_What you should do_. For each line of the listing below that contains the string "shoreline", copy the line.
== Segment start ==
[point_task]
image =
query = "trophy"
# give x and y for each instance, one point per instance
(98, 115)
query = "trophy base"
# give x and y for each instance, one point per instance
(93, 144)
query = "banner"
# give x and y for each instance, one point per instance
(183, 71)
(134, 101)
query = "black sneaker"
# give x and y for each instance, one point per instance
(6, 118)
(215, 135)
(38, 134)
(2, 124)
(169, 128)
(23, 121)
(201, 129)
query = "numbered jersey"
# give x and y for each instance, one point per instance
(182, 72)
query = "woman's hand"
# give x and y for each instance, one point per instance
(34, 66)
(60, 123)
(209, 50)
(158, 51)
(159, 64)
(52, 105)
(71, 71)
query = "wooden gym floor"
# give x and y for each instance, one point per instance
== Segment end ==
== Segment start ==
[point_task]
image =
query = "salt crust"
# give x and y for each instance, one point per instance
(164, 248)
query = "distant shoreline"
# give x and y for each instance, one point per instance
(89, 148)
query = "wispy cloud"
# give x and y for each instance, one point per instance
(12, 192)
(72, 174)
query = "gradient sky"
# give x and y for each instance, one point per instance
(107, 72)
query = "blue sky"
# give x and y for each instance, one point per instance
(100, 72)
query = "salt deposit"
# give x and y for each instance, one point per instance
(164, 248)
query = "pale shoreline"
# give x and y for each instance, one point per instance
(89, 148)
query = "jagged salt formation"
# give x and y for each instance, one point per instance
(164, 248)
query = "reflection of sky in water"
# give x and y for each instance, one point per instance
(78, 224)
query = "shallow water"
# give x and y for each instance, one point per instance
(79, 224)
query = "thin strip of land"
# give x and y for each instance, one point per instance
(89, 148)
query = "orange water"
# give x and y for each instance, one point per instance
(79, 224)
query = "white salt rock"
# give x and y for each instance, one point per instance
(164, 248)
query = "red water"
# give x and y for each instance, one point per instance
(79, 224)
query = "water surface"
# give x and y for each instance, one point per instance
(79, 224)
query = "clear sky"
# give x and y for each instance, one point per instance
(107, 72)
== Segment end ==
== Segment start ==
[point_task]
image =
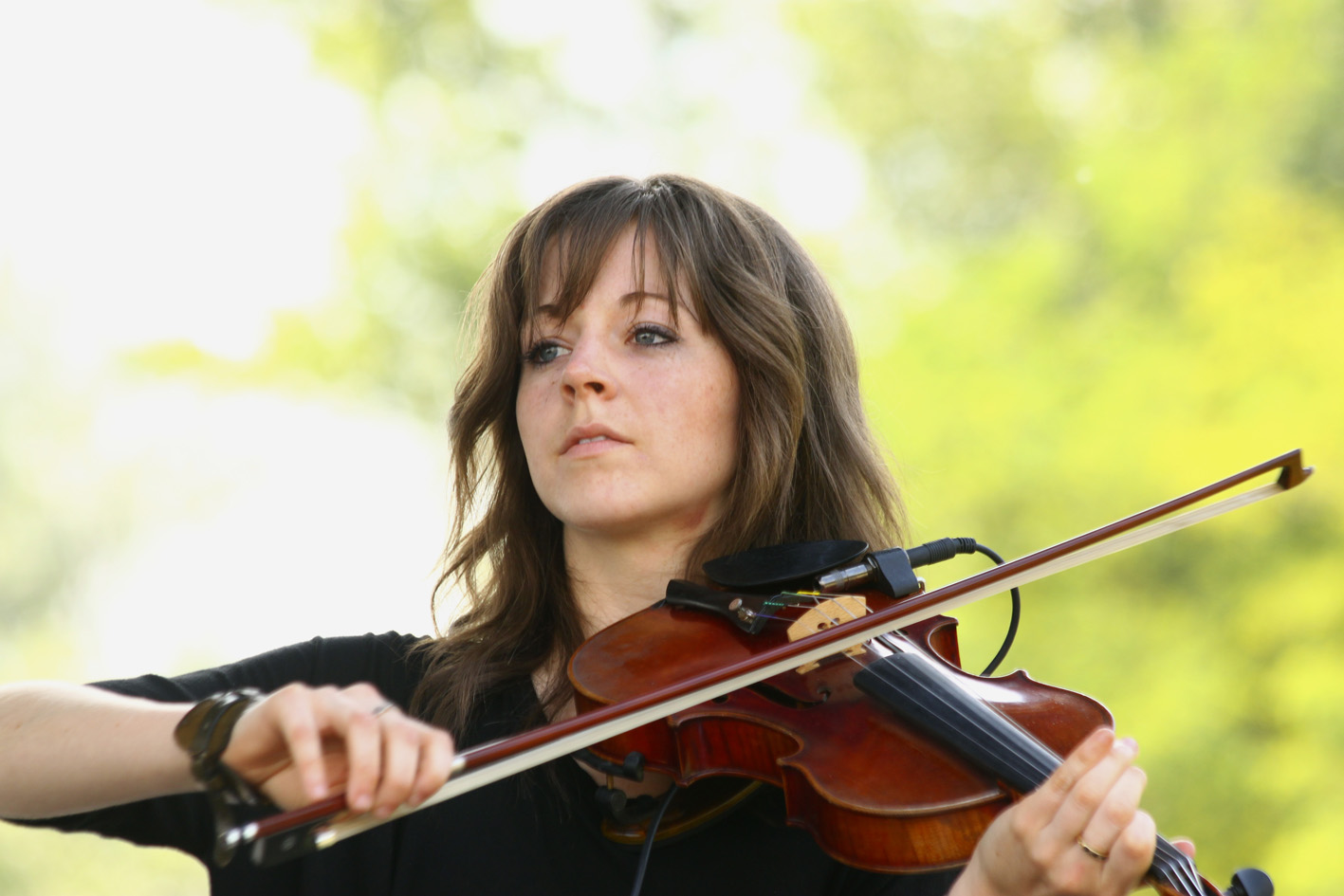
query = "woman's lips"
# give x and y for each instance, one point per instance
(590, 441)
== Segment end ==
_Expected answer_.
query = "distant shoreline"
query = "pale shoreline"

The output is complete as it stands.